Document section ::
+--

The short answer to that question is "yes." The longer answer is “yes, but Mr. Obama’s relative unpopularity is not the only rock dragging down Democratic chances of holding their Senate majority."

First, the predictions: Right now, the consensus among big-time forecasters is that odds are good the Senate will swing the GOP’s way. The New York Times “Upshot” calculates that Republicans have a 68 percent chance of capturing the Senate. The Washington Post “Election Lab” puts that figure at 58 percent. University of Virginia professor Larry Sabato’s “Crystal Ball” rates the most likely Senate outcome a Republican gain of six or seven seats, giving them a small majority.

Recommended: Election 2014: the most competitive Senate races

That doesn’t mean it’s a sure thing that Sen. Mitch McConnell (R) of Kentucky will fulfill his dream of becoming majority leader. These forecast numbers leave lots of room for the GOP to fall short, which might ignite a poisonous round of intramural recriminations. But that’s a story for another day.

Obama’s sagging numbers are one big reason things stand as they do, electorally speaking. As Scott Clement of The Washington Post “Fix” political blog noted Tuesday, the president is in essence on the ballot, even if his name isn’t. Political science research shows an increasingly tight relationship between presidential job approval and votes cast for Senate candidates.

In 2012, 90 percent of voters who cast a ballot for a Democratic Senate candidate approved of Obama, according to research carried out by Emory University political scientist Alan Abramowitz. Eighty-two percent who voted for Republican candidates disapproved of the president’s job performance. That’s a partisan consistency that has been steadily on the rise since 1972.

Furthermore, in some of the tossup states key to the Senate's control, Obama’s more unpopular than his national average. In North Carolina, where Democratic incumbent Sen. Kay Hagan is fighting state Rep. Thom Tillis, the president’s approval is two points lower than the average – 41 percent – that Gallup uses in a handy state breakdown.

+--

Request 1 ::
Return each line of the rows below that contains the string "balloon", matching case.

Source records
+--

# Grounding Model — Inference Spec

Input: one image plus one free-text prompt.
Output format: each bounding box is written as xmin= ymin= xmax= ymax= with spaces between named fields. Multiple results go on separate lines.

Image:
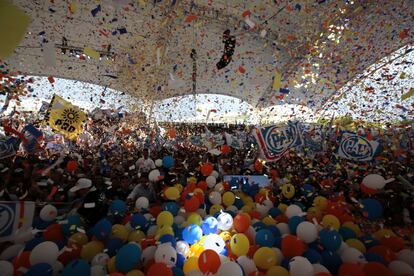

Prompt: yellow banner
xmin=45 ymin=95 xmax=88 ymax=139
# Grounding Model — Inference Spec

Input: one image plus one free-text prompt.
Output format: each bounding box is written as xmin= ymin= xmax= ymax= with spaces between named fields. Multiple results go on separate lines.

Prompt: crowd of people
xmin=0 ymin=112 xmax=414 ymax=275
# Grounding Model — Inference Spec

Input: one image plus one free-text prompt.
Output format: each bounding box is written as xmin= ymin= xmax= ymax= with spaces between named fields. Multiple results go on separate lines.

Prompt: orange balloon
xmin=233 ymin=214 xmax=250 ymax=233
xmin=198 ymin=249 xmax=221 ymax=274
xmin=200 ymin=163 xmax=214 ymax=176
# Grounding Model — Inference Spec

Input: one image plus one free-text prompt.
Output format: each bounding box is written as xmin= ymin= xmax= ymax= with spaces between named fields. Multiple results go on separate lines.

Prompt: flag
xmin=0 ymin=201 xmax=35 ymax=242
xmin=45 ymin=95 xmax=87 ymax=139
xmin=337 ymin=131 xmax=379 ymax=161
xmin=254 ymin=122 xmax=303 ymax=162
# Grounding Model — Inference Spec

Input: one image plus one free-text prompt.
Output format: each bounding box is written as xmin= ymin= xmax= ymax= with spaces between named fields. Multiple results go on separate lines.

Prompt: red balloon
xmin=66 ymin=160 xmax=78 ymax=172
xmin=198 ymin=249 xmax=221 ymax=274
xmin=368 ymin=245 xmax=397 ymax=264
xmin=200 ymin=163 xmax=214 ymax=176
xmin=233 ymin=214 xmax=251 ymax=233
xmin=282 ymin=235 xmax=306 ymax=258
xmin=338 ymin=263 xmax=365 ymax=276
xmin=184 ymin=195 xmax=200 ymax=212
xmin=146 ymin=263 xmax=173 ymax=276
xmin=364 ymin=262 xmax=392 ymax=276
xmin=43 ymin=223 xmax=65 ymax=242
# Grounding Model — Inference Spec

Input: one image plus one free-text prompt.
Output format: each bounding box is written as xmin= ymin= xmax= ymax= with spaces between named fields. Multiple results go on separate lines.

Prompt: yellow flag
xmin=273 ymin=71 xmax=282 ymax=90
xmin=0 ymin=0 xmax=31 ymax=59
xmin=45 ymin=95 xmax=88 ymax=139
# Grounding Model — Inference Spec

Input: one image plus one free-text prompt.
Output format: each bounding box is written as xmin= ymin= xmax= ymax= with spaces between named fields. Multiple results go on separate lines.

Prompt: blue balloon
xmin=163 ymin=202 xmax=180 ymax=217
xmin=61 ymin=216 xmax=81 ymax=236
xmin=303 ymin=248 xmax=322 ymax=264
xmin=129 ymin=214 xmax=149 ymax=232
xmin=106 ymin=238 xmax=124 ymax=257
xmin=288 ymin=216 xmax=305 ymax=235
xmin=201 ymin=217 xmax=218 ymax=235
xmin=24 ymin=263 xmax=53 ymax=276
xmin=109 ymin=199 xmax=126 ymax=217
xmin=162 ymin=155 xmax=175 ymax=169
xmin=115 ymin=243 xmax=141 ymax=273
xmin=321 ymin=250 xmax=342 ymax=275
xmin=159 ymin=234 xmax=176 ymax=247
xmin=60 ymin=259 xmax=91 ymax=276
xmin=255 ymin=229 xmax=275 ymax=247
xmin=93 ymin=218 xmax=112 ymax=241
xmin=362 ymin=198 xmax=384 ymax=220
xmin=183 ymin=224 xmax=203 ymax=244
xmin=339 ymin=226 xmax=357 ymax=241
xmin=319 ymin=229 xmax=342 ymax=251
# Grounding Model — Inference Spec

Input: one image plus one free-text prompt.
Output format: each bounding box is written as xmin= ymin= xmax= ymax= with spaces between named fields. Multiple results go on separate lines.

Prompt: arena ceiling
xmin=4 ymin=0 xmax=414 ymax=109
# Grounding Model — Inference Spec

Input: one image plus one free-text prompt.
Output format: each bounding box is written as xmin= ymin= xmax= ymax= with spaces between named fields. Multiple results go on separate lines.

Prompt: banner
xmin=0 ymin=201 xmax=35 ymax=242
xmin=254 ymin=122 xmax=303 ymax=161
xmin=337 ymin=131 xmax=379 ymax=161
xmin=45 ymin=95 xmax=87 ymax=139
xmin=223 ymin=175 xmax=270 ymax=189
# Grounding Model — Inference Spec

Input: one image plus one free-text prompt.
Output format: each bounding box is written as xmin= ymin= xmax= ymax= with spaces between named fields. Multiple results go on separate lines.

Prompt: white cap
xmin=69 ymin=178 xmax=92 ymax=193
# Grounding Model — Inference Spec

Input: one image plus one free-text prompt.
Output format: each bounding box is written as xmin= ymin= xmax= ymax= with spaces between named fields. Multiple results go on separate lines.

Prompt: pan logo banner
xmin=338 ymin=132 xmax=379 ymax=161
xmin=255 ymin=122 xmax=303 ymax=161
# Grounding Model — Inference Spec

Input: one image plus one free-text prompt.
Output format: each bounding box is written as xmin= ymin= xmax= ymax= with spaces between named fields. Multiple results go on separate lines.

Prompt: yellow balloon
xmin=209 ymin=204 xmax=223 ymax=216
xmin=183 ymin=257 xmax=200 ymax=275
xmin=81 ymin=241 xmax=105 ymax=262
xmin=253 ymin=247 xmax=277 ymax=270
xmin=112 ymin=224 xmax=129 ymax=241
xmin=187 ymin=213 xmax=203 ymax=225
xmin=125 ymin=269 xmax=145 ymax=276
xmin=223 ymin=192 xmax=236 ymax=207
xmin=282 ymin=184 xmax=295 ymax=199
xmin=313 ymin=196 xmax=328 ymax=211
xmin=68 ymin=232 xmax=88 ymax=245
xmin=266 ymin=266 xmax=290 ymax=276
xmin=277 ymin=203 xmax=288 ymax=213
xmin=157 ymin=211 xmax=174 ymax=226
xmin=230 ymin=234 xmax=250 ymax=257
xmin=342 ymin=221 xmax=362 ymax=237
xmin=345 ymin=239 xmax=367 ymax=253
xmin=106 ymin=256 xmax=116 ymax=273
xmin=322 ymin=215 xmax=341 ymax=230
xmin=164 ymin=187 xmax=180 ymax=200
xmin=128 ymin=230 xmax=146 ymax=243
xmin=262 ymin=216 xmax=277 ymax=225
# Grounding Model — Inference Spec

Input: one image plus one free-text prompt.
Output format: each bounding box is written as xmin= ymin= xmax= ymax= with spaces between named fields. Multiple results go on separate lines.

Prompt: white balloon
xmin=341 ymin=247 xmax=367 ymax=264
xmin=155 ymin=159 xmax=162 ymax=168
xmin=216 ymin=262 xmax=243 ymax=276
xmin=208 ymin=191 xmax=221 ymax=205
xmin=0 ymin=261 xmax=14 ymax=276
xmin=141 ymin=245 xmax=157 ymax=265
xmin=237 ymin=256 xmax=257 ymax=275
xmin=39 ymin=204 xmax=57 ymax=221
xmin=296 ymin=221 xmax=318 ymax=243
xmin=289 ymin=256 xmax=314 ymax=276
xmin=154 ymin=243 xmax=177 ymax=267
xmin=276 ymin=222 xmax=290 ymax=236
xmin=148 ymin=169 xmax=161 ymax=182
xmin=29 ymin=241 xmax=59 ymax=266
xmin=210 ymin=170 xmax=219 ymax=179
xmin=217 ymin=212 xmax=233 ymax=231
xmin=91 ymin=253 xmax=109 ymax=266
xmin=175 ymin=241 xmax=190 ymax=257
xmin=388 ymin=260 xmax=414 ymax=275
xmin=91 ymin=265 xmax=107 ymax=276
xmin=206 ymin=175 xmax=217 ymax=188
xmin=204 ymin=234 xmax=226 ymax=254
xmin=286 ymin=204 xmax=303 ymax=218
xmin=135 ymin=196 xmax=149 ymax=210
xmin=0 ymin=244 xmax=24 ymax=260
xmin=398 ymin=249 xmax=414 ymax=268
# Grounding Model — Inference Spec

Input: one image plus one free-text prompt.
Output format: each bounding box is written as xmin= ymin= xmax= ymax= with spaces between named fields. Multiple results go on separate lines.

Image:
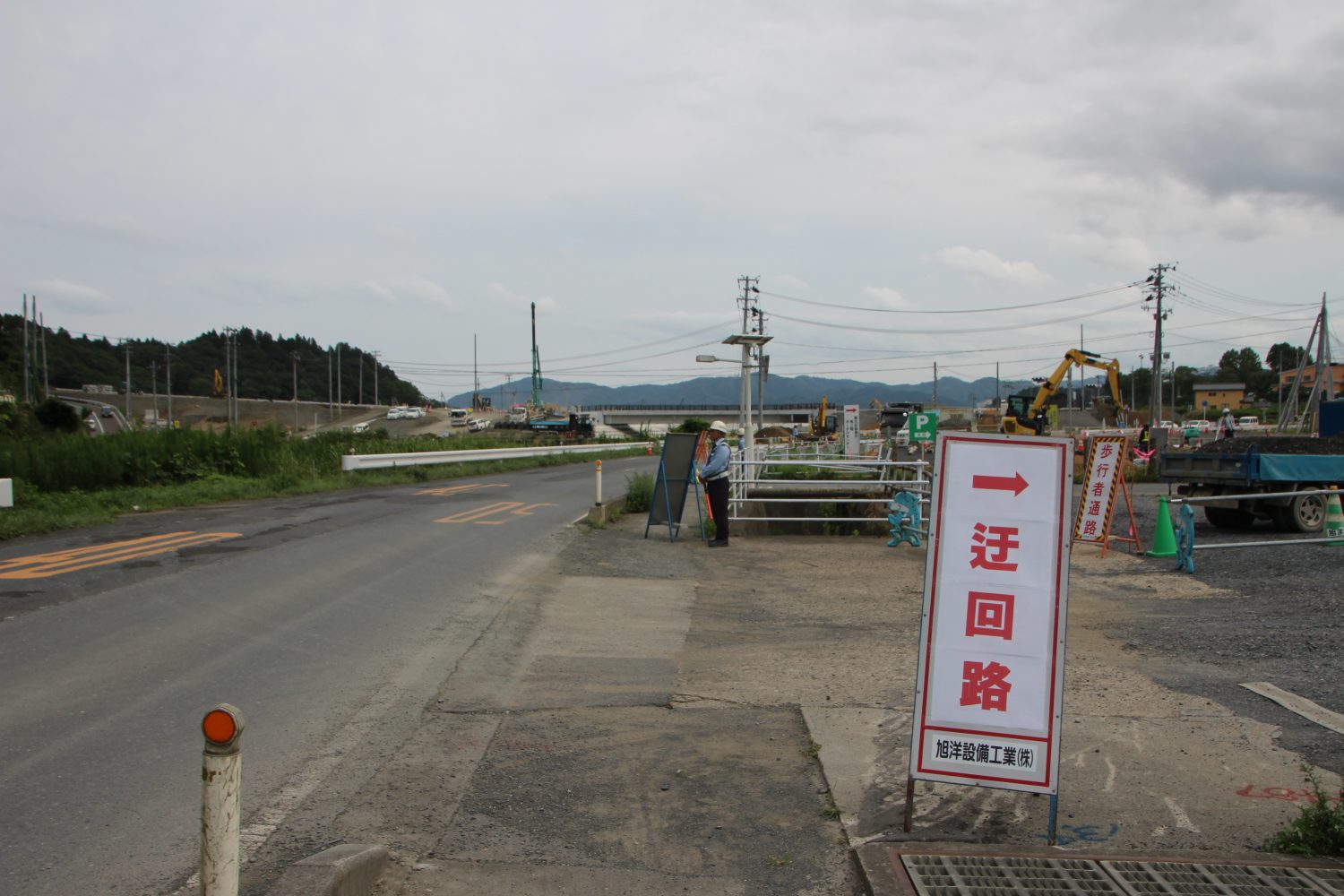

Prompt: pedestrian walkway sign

+--

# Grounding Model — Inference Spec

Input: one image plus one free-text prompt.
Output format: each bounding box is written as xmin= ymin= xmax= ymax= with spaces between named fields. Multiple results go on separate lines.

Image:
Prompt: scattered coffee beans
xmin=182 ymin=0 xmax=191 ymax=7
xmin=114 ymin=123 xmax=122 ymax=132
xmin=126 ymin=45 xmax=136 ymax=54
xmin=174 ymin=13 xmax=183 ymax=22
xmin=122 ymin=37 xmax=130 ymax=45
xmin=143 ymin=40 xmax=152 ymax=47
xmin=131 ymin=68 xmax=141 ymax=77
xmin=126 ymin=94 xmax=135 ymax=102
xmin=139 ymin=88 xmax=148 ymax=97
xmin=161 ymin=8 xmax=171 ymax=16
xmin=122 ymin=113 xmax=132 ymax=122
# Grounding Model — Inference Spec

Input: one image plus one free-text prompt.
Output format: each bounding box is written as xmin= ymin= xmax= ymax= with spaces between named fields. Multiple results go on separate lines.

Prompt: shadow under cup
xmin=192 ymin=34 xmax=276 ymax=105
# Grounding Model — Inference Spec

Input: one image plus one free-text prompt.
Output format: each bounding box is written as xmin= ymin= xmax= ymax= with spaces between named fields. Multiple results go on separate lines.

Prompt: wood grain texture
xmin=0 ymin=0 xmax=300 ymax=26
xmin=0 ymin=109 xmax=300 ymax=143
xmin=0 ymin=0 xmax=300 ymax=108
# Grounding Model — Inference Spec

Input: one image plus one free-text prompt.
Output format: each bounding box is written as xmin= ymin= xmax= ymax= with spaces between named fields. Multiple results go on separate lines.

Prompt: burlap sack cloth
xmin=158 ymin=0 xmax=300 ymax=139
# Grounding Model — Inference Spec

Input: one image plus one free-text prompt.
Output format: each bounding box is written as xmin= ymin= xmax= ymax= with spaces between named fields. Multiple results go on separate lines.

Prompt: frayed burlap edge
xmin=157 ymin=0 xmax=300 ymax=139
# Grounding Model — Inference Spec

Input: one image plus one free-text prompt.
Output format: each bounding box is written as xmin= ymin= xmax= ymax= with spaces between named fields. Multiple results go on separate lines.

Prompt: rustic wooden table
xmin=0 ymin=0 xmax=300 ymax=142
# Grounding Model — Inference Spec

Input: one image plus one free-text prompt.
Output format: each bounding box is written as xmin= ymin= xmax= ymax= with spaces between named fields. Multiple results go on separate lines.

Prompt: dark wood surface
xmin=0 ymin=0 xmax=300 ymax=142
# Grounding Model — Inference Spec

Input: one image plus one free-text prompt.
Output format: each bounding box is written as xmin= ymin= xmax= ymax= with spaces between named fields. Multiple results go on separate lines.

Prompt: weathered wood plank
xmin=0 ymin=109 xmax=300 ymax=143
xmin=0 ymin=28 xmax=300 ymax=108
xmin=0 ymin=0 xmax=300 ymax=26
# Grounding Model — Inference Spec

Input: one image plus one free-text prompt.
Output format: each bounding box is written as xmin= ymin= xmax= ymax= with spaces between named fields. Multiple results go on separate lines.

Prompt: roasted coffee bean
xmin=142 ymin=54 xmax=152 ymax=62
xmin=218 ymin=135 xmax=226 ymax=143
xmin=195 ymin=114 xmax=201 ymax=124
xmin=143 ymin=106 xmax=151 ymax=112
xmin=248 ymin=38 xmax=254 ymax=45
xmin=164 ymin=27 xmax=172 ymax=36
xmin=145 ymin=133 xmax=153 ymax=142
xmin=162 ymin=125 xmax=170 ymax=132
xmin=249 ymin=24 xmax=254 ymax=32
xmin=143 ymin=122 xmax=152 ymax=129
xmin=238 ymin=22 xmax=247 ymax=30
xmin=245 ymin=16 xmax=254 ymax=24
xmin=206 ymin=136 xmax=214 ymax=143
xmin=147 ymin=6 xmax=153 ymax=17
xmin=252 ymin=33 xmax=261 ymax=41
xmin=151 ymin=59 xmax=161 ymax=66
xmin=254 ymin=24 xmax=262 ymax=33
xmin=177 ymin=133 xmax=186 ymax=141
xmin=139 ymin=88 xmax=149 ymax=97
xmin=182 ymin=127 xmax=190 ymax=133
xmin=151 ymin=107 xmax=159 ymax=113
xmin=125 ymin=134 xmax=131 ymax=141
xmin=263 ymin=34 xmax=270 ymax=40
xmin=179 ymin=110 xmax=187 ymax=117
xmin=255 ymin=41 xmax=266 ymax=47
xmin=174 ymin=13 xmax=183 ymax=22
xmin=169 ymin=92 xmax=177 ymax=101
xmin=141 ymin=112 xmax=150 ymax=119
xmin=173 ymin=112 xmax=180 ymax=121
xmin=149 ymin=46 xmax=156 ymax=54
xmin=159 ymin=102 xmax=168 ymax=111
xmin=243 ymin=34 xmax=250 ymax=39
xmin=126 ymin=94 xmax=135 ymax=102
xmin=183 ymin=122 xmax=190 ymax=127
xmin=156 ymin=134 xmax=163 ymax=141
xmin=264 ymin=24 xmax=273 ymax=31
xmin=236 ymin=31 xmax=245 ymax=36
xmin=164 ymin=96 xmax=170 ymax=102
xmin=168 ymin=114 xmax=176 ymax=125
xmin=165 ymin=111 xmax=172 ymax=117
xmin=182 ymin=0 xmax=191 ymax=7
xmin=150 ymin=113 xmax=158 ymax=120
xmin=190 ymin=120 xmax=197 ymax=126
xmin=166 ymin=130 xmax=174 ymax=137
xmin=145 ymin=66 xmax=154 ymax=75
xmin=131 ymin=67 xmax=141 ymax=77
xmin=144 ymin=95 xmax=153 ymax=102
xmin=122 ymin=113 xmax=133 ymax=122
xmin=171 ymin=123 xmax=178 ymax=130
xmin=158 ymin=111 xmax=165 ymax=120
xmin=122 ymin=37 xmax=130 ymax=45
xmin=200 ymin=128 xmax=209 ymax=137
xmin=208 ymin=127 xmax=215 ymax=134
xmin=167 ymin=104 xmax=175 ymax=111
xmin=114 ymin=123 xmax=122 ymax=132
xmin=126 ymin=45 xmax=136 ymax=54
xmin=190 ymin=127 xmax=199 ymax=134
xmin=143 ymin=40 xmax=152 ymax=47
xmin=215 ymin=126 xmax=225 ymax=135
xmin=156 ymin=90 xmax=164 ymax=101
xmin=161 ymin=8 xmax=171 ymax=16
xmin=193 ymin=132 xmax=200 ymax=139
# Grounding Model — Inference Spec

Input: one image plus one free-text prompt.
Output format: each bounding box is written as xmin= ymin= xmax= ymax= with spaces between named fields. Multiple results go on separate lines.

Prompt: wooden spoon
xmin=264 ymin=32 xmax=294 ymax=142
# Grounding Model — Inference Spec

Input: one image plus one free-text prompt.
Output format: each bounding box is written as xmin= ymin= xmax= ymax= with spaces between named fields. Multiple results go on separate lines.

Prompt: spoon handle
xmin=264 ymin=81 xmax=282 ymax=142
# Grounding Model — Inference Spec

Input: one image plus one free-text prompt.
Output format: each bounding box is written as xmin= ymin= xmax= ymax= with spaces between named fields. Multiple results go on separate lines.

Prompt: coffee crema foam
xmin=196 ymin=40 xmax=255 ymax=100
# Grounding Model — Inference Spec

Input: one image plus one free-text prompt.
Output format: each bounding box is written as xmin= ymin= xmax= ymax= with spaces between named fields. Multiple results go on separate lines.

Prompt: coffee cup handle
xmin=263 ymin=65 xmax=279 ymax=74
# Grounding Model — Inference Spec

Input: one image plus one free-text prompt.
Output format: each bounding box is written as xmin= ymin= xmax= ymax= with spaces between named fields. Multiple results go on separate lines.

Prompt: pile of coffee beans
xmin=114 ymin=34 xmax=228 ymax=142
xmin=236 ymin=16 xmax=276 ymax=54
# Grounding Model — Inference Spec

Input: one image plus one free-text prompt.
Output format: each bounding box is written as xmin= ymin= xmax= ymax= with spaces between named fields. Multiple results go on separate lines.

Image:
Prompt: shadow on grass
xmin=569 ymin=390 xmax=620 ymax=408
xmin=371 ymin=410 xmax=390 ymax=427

+--

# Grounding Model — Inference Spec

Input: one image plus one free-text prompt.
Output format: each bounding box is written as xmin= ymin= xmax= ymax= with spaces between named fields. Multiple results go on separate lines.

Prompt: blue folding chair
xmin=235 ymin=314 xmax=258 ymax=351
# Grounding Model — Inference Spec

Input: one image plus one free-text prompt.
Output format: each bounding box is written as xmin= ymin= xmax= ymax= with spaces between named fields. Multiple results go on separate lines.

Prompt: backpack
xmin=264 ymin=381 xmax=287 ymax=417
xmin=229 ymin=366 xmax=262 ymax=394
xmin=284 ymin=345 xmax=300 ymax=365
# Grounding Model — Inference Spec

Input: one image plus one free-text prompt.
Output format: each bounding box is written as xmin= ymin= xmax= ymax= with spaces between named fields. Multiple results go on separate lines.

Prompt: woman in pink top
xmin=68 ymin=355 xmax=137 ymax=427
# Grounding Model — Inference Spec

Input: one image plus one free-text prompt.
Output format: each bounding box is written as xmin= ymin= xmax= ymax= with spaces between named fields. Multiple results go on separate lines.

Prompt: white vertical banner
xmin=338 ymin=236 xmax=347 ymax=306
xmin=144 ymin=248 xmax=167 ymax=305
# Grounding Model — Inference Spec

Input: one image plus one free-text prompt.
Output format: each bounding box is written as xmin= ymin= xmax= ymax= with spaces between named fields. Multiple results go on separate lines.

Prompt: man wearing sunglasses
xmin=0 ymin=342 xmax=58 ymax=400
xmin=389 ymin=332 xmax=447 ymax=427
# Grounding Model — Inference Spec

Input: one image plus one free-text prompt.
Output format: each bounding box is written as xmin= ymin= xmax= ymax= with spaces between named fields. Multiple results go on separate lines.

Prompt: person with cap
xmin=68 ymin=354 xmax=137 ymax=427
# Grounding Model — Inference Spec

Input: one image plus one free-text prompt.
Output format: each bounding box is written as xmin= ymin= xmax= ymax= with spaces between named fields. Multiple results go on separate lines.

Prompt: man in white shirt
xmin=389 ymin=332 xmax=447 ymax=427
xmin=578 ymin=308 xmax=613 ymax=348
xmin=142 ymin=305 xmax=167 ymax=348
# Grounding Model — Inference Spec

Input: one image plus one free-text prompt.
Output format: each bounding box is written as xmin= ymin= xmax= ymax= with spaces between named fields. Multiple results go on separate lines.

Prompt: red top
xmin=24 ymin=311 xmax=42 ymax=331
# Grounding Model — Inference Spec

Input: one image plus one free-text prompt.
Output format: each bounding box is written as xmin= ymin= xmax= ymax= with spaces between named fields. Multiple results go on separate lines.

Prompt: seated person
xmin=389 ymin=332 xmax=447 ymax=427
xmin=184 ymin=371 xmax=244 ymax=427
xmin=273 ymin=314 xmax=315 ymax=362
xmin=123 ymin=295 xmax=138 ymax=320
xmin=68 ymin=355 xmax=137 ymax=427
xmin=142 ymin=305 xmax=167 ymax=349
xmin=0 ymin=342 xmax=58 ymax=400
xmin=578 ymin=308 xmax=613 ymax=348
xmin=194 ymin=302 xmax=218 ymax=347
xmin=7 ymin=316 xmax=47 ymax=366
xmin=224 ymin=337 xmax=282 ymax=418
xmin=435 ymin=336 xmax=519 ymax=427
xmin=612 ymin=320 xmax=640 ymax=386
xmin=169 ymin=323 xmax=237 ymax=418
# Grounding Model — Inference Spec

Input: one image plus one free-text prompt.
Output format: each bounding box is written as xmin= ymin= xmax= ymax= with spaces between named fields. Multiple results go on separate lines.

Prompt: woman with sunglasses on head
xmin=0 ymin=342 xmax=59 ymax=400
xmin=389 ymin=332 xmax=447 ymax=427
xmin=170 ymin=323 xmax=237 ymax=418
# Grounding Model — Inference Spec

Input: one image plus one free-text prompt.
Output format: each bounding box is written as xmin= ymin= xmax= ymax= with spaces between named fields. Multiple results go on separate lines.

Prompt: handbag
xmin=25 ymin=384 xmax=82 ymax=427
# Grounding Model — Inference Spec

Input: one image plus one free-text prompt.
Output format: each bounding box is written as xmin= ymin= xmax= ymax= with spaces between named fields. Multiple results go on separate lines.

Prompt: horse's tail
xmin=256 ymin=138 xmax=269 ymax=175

+--

Request 2 ::
Give back the entire Senate forecast article above, word for word.

Complete answer 1 ::
Prompt: orange balloon
Prompt: red balloon
Prompt: blue balloon
Prompt: yellow balloon
Prompt: white balloon

Complete answer 2 ::
The short answer to that question is "yes." The longer answer is “yes, but Mr. Obama’s relative unpopularity is not the only rock dragging down Democratic chances of holding their Senate majority."

First, the predictions: Right now, the consensus among big-time forecasters is that odds are good the Senate will swing the GOP’s way. The New York Times “Upshot” calculates that Republicans have a 68 percent chance of capturing the Senate. The Washington Post “Election Lab” puts that figure at 58 percent. University of Virginia professor Larry Sabato’s “Crystal Ball” rates the most likely Senate outcome a Republican gain of six or seven seats, giving them a small majority.

Recommended: Election 2014: the most competitive Senate races

That doesn’t mean it’s a sure thing that Sen. Mitch McConnell (R) of Kentucky will fulfill his dream of becoming majority leader. These forecast numbers leave lots of room for the GOP to fall short, which might ignite a poisonous round of intramural recriminations. But that’s a story for another day.

Obama’s sagging numbers are one big reason things stand as they do, electorally speaking. As Scott Clement of The Washington Post “Fix” political blog noted Tuesday, the president is in essence on the ballot, even if his name isn’t. Political science research shows an increasingly tight relationship between presidential job approval and votes cast for Senate candidates.

In 2012, 90 percent of voters who cast a ballot for a Democratic Senate candidate approved of Obama, according to research carried out by Emory University political scientist Alan Abramowitz. Eighty-two percent who voted for Republican candidates disapproved of the president’s job performance. That’s a partisan consistency that has been steadily on the rise since 1972.

Furthermore, in some of the tossup states key to the Senate's control, Obama’s more unpopular than his national average. In North Carolina, where Democratic incumbent Sen. Kay Hagan is fighting state Rep. Thom Tillis, the president’s approval is two points lower than the average – 41 percent – that Gallup uses in a handy state breakdown.